WORK ORDER: Convert the rows, from the start of the rows through the line containing "box: [565, 242, 601, 272]", into a JSON list of strings with one string per line, skipping blank lines and leaving the pictures out.

SUPPLIED DATA:

**********

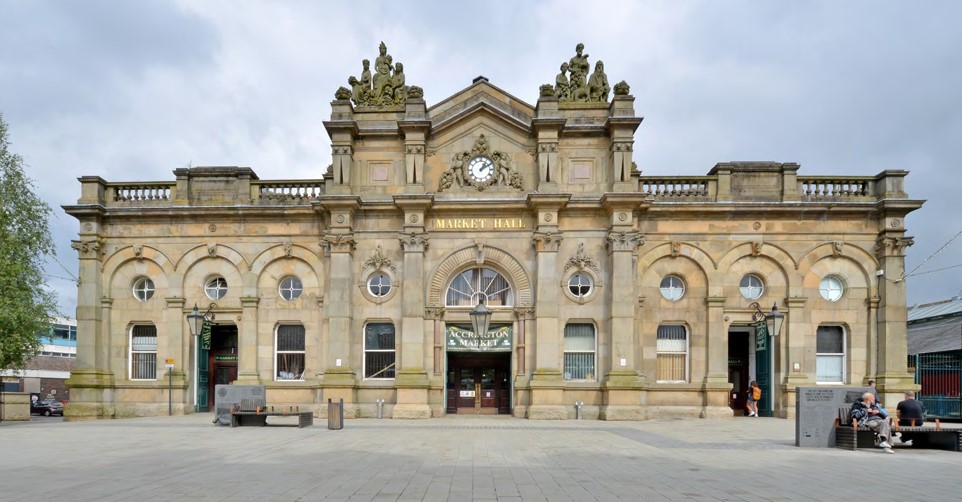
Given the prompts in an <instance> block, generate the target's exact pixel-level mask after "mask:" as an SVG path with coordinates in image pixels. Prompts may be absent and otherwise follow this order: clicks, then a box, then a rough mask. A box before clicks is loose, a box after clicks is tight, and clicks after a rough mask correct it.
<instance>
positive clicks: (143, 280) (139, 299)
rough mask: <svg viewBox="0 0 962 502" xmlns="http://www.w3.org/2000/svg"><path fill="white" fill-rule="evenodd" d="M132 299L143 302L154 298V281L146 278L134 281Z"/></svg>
mask: <svg viewBox="0 0 962 502" xmlns="http://www.w3.org/2000/svg"><path fill="white" fill-rule="evenodd" d="M133 291H134V298H136V299H138V300H140V301H142V302H145V301H147V300H150V299H151V298H152V297H153V296H154V281H152V280H150V278H148V277H140V278H138V279H137V280H136V281H134V288H133Z"/></svg>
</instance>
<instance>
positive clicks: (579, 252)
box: [565, 242, 601, 272]
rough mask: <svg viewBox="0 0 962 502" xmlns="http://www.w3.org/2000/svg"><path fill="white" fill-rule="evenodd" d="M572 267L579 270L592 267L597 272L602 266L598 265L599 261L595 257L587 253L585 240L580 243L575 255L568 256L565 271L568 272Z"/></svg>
mask: <svg viewBox="0 0 962 502" xmlns="http://www.w3.org/2000/svg"><path fill="white" fill-rule="evenodd" d="M572 267H575V268H577V269H578V270H585V269H589V268H590V269H591V270H594V271H595V272H598V271H600V270H601V267H600V266H598V262H597V261H596V260H595V259H594V258H592V257H590V256H588V254H587V253H585V244H584V243H583V242H579V243H578V252H577V253H575V254H574V256H572V257H571V258H568V261H567V262H565V272H567V271H568V269H570V268H572Z"/></svg>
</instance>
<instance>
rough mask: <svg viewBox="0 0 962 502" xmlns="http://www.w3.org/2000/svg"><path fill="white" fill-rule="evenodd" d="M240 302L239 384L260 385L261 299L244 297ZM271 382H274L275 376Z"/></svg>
mask: <svg viewBox="0 0 962 502" xmlns="http://www.w3.org/2000/svg"><path fill="white" fill-rule="evenodd" d="M240 300H241V323H240V326H238V327H237V345H238V355H237V383H238V384H239V385H258V384H259V383H260V371H259V370H260V368H258V367H257V305H258V304H259V303H260V298H257V297H242V298H241V299H240ZM271 371H273V368H271ZM270 380H273V375H271V379H270Z"/></svg>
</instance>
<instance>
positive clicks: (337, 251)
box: [321, 232, 357, 253]
mask: <svg viewBox="0 0 962 502" xmlns="http://www.w3.org/2000/svg"><path fill="white" fill-rule="evenodd" d="M321 246H322V247H324V248H325V249H327V252H329V253H350V252H352V251H354V248H355V247H356V246H357V241H355V240H354V234H353V233H350V232H347V233H334V232H329V233H326V234H324V235H323V236H321Z"/></svg>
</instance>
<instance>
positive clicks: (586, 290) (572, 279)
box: [568, 274, 593, 298]
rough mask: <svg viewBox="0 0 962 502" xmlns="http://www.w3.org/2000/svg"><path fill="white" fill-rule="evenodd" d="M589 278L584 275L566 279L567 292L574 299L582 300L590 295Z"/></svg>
mask: <svg viewBox="0 0 962 502" xmlns="http://www.w3.org/2000/svg"><path fill="white" fill-rule="evenodd" d="M592 286H593V284H592V282H591V277H588V276H587V275H585V274H574V275H572V276H571V278H570V279H568V291H570V292H571V294H572V295H574V296H575V297H576V298H584V297H586V296H588V295H589V294H591V287H592Z"/></svg>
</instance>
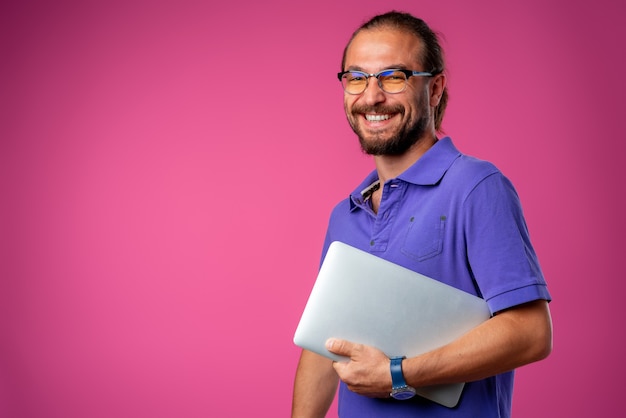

**********

WRITTEN RESPONSE:
[
  "Given the prompts in an <instance> block, generate the target's exact pixel-level mask after \"mask:\" as an SVG path with coordinates in image pixels. Prompts may be absent and otherwise follow this order: clicks, then a box, then a rough mask. A box before clicks is loose, a box after clicks is tight, and clicks after a rough mask correct it.",
  "<instance>",
  "positive clicks: (143, 280) (139, 299)",
  "rough mask: <svg viewBox=\"0 0 962 502\" xmlns=\"http://www.w3.org/2000/svg\"><path fill=\"white\" fill-rule=\"evenodd\" d=\"M132 299L143 302L154 298V281L146 278L134 281Z\"/></svg>",
  "mask: <svg viewBox=\"0 0 962 502\" xmlns=\"http://www.w3.org/2000/svg\"><path fill=\"white\" fill-rule=\"evenodd\" d=\"M133 291H134V298H136V299H138V300H140V301H142V302H145V301H147V300H150V299H151V298H152V297H153V296H154V281H152V280H150V278H148V277H140V278H138V279H137V280H136V281H134V288H133Z\"/></svg>",
  "</instance>",
  "<instance>",
  "positive clicks: (579, 252)",
  "box: [565, 242, 601, 272]"
]